* [SELECTED PASSAGE]:
○ ○ ○ ○ ○

I finished Starhawk's The Fifth Sacred Thing quite some time ago. Everyone should read this book. Wow. If I ever get the reviews section of this site up, this book will be featured prominently.
The book is set around 2050 A.D. Due to environmental devastation, there has been a societal collapse. Toxin levels are so high that swimming in the ocean can kill you. All of the global networks have been disbanded. The plot centers on a group of people who have set up a new city in San Francisco. They have managed to purify their waters, plant gardens and orchards, and have started to return the ecosystem back to something like it was before all of the environmental damage struck. They have developed new technologies, and they have found alternatives to all of the environmentally devastating practices of the past (our present). It is a sort of utopian community, with every culture, language, and religion represented. One's job, in this community, is whatever one has a talent for and is passionate about.
In the Southlands, however, trouble has been lurking. The Stewards have gained control of everything. The Stewards merely want power, money, and resources, but they rule by a religious code that is basically a very twisted and corrupt version of extreme fundamentalist Christianity. The Stewards have decided to reclaim San Francisco. The city learns of this, but they have spent all of their time and resources on things that would bring health to the community (water, food, shelter, and medical care to anyone who needs it). They have absolutely no weapons. What can they do?

○ ○ ○ ○ ○

* [DATA LISTING]:
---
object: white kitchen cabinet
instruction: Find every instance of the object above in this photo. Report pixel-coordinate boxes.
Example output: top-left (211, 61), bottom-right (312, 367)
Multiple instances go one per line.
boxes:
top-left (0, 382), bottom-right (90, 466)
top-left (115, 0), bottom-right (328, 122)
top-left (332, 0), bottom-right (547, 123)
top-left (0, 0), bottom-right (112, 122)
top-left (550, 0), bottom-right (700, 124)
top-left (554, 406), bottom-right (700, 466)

○ ○ ○ ○ ○

* [WORK INSTRUCTION 1]: Echo the book review between "I finished Starhawk's" and "be featured prominently.", inclusive.
* [WORK INSTRUCTION 2]:
Answer these questions about the book review:
(a) Around what year is the story set?
(b) In what city have the people set up their new community?
(c) Who has gained control of everything in the Southlands?

* [RESULT 1]:
I finished Starhawk's The Fifth Sacred Thing quite some time ago. Everyone should read this book. Wow. If I ever get the reviews section of this site up, this book will be featured prominently.

* [RESULT 2]:
(a) Around 2050 A.D.
(b) San Francisco
(c) The Stewards